— Start RECORDS SHOWN —

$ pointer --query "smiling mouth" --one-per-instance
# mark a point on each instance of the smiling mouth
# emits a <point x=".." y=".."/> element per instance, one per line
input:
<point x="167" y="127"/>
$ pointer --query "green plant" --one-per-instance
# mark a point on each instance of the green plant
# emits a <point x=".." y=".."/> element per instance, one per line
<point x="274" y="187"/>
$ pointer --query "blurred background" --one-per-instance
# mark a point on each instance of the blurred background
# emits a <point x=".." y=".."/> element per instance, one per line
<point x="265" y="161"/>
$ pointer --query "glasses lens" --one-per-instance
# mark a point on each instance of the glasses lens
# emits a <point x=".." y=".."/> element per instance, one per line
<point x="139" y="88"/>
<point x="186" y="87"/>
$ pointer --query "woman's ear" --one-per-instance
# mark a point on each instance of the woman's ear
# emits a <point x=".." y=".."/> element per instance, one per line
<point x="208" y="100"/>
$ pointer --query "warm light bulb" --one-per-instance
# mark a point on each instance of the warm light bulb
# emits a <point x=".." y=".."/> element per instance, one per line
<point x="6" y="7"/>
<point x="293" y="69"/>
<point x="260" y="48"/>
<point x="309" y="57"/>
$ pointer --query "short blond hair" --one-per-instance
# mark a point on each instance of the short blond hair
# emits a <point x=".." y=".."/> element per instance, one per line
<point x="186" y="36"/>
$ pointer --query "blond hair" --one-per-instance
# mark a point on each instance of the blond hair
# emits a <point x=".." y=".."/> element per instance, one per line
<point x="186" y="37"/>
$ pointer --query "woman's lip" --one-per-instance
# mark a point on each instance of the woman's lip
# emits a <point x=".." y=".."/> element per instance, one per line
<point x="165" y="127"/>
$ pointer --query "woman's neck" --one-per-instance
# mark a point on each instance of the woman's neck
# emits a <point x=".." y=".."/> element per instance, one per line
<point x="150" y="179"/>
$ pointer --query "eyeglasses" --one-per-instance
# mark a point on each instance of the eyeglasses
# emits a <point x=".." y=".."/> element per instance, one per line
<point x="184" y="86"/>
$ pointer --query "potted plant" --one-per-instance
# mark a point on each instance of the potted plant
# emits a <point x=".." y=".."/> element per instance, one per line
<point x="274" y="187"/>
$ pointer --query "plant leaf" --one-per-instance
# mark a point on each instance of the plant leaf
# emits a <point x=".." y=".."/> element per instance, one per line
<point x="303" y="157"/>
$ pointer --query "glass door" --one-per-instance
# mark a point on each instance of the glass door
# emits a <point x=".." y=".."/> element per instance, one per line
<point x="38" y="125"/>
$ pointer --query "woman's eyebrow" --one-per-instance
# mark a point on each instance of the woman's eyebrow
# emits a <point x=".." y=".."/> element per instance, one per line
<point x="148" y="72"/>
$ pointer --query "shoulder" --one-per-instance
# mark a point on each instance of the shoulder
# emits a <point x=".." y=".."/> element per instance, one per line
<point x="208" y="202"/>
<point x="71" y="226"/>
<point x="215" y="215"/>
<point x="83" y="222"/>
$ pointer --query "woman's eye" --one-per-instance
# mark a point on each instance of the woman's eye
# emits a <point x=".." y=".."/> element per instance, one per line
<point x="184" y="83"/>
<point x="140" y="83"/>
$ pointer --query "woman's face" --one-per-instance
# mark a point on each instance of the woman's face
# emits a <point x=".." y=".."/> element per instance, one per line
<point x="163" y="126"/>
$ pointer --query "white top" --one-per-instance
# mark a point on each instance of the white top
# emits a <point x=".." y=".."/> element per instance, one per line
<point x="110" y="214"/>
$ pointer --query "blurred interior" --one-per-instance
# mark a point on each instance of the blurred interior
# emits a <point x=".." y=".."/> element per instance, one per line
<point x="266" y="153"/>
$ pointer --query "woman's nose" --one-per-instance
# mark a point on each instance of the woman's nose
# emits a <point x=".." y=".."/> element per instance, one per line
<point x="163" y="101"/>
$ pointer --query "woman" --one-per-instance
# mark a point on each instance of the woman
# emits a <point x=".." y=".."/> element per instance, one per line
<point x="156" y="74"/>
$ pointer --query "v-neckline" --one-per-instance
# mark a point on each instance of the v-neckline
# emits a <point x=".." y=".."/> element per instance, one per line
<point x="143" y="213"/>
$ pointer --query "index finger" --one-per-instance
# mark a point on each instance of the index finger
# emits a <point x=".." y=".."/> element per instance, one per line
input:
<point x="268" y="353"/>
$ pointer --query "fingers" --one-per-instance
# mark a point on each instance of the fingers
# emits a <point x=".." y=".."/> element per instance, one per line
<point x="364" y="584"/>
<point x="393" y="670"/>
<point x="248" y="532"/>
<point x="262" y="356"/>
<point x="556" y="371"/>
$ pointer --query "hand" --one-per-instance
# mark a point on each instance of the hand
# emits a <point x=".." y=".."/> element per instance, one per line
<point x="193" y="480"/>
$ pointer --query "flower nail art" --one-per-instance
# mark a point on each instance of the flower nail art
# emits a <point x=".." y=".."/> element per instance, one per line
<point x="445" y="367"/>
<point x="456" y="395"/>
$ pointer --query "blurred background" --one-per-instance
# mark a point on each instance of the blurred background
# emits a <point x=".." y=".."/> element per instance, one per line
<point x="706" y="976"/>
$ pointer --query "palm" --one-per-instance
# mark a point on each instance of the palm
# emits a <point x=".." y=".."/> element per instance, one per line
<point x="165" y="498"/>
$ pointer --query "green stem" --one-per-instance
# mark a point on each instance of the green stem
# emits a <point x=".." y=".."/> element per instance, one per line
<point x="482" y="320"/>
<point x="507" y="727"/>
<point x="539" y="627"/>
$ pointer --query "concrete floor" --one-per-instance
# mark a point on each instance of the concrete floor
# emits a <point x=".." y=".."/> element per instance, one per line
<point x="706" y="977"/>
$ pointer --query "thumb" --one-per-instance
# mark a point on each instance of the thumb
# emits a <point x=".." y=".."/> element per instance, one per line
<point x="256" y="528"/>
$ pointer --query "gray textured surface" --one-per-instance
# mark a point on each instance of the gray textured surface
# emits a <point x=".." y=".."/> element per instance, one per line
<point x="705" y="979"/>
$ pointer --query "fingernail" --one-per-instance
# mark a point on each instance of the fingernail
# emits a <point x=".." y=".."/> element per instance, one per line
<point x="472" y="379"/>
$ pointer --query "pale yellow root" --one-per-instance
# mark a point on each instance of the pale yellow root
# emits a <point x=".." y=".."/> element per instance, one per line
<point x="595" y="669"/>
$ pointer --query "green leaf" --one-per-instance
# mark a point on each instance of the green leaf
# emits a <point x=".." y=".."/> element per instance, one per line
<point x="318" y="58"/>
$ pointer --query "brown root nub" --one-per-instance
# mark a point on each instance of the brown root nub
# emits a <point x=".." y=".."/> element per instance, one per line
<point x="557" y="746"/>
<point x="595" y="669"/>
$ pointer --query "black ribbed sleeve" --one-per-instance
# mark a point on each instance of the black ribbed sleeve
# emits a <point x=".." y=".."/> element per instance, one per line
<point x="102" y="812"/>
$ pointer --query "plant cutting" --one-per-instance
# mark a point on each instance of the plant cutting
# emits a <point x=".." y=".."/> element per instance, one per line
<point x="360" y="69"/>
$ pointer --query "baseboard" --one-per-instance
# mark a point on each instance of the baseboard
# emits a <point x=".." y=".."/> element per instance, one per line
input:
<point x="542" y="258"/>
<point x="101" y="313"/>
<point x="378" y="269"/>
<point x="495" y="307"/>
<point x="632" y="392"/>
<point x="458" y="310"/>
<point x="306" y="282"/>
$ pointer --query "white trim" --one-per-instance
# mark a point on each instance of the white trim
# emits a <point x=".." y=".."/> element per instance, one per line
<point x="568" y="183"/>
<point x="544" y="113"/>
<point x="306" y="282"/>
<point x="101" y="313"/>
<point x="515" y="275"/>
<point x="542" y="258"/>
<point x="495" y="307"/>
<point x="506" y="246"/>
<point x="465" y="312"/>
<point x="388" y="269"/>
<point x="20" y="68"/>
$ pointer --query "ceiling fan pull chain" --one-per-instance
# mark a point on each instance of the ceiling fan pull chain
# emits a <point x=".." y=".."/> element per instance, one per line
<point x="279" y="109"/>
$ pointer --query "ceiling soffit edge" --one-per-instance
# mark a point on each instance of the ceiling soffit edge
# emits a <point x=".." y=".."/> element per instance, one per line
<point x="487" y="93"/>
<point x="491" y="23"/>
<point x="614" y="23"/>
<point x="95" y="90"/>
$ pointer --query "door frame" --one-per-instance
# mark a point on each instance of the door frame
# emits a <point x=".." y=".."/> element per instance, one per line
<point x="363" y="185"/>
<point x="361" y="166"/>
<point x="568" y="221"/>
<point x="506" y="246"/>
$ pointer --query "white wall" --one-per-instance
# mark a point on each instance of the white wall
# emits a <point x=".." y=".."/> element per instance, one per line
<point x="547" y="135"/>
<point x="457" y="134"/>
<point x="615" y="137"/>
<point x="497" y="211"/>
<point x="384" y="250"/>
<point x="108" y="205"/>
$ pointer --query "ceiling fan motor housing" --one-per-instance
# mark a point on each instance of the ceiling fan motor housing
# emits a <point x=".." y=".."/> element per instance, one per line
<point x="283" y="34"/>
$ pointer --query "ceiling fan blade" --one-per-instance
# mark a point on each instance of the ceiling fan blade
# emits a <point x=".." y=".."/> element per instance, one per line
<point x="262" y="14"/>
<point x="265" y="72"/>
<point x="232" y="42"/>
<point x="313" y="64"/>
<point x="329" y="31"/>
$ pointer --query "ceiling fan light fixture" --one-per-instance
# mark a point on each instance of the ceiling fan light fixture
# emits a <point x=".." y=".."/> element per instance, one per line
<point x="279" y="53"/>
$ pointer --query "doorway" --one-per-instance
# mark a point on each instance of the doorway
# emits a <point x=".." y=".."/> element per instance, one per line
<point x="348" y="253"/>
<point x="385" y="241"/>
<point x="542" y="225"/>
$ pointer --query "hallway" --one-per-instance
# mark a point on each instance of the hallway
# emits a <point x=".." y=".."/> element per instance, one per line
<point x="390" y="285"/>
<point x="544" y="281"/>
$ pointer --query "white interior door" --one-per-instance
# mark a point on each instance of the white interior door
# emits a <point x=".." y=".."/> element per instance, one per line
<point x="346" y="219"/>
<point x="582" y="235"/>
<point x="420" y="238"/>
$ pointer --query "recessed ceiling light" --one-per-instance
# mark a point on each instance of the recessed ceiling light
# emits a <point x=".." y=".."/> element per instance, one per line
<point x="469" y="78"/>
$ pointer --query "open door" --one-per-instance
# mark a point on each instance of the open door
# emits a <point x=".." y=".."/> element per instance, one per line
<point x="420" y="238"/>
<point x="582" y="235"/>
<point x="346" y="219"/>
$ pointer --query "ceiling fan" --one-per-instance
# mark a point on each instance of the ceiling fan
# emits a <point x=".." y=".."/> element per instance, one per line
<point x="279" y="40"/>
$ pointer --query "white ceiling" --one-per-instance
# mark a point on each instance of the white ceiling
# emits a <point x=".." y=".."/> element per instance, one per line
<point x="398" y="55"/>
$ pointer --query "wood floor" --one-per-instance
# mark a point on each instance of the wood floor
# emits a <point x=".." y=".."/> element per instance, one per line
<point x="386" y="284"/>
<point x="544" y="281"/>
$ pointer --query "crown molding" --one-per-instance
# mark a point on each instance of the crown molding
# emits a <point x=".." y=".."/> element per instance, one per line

— End RECORDS SHOWN —

* [THE TASK] Please pick out each line of the material above that contains the word "eyeglasses".

* [SOLUTION TO THIS TASK]
$ pointer --query "eyeglasses" --one-per-instance
# mark a point on each instance of the eyeglasses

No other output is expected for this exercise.